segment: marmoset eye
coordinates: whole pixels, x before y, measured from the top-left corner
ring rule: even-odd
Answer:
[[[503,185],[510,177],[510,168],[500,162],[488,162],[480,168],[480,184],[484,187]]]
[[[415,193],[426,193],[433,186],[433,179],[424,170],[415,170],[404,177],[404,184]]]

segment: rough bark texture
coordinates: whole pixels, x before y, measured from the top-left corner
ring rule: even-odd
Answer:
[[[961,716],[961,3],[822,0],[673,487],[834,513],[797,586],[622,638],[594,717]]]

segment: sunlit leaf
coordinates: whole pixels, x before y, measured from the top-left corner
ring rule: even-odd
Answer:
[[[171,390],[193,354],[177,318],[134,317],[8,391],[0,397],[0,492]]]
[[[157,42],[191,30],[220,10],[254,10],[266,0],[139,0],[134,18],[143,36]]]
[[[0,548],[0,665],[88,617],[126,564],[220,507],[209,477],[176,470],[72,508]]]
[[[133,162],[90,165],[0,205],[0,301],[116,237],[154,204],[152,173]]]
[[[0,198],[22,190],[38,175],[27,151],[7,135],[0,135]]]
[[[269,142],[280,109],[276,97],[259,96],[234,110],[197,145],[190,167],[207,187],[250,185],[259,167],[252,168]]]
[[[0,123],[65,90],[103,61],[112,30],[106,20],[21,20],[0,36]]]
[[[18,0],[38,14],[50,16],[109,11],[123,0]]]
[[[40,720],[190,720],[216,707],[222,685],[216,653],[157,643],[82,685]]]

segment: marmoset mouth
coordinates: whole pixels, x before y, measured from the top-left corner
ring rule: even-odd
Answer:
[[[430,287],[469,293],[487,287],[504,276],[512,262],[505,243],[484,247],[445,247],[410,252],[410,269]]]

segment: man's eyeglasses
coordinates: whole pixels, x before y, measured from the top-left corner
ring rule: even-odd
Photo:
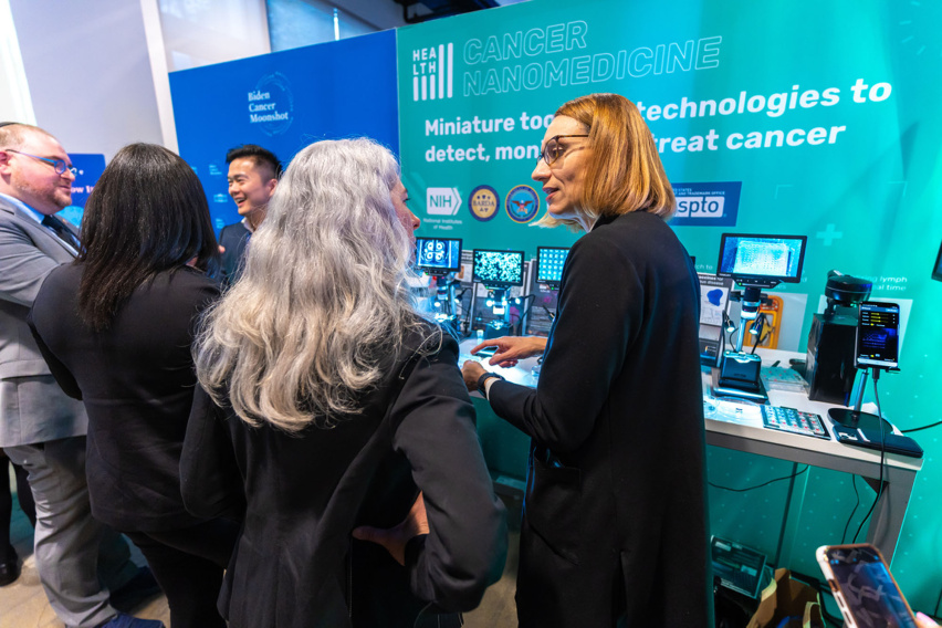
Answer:
[[[4,148],[3,150],[6,150],[7,153],[15,153],[17,155],[24,155],[25,157],[32,157],[33,159],[39,159],[40,161],[45,161],[46,164],[52,166],[53,169],[55,169],[56,175],[64,175],[65,170],[69,170],[70,172],[72,172],[73,177],[78,174],[78,168],[76,168],[75,166],[70,166],[63,159],[50,159],[49,157],[40,157],[39,155],[30,155],[29,153],[22,153],[20,150],[13,150],[12,148]]]
[[[543,153],[540,154],[540,157],[536,159],[536,164],[540,164],[540,159],[546,161],[547,166],[552,166],[563,154],[566,151],[566,147],[559,144],[561,137],[588,137],[588,135],[555,135],[550,138],[546,143],[546,146],[543,147]]]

- [GOAL OF THE EXERCISE]: Copy out all of the records above again, swapping "even-odd" for "nonzero" wherever it occurs and leaving everything else as it is. Leave the pictures out.

- [IN RESPONSE]:
segment: marmoset eye
coordinates: whole pixels, x before y, measured from the top-left corner
ring rule: nonzero
Answer:
[[[503,185],[510,177],[510,168],[500,162],[488,162],[480,168],[480,184],[484,187]]]
[[[415,193],[426,193],[433,186],[433,179],[424,170],[415,170],[404,177],[404,184]]]

segment: rough bark texture
coordinates: whole pixels, x before y, measured from the top-left corner
ring rule: nonzero
Answer:
[[[961,716],[961,3],[822,0],[673,487],[834,513],[797,586],[622,638],[594,717]]]

segment: sunlit leaf
coordinates: whole pixels, x before y, measured from the top-left corner
ring rule: nonzero
Answer:
[[[171,390],[193,354],[177,318],[134,317],[8,391],[0,397],[0,492]]]
[[[157,42],[191,30],[220,10],[254,10],[266,0],[139,0],[134,18],[143,36]]]
[[[0,548],[0,665],[88,617],[126,564],[220,507],[209,477],[176,470],[72,508]]]
[[[133,162],[90,165],[0,205],[0,301],[116,237],[154,204],[152,173]]]
[[[0,198],[22,190],[38,175],[27,151],[7,135],[0,135]]]
[[[269,142],[280,109],[276,97],[259,96],[234,110],[197,145],[190,167],[207,187],[250,185],[259,167],[252,168]]]
[[[0,123],[65,90],[103,61],[112,30],[106,20],[21,20],[0,36]]]
[[[18,0],[38,14],[50,16],[109,11],[123,0]]]
[[[40,720],[190,720],[216,707],[222,685],[216,653],[157,643],[82,685]]]

segment: marmoset mouth
coordinates: whole pixels, x before y, measured from the top-left corner
ring rule: nonzero
Answer:
[[[430,287],[469,293],[487,287],[504,276],[512,262],[505,243],[484,247],[445,247],[410,252],[410,269]]]

segment: man's eyeglasses
coordinates: whole pixels, x before y, measured from the top-left corner
ring rule: nonzero
Photo:
Answer:
[[[4,148],[3,150],[6,150],[7,153],[15,153],[17,155],[24,155],[25,157],[32,157],[33,159],[39,159],[40,161],[45,161],[46,164],[52,166],[53,169],[55,169],[56,175],[64,175],[65,170],[69,170],[70,172],[72,172],[73,177],[78,174],[78,168],[76,168],[75,166],[70,166],[63,159],[50,159],[49,157],[40,157],[39,155],[30,155],[29,153],[22,153],[20,150],[13,150],[12,148]]]
[[[543,153],[540,154],[540,157],[536,159],[536,164],[540,164],[540,159],[546,161],[547,166],[552,166],[563,154],[566,151],[566,147],[559,144],[561,137],[588,137],[588,135],[555,135],[550,138],[546,143],[546,146],[543,147]]]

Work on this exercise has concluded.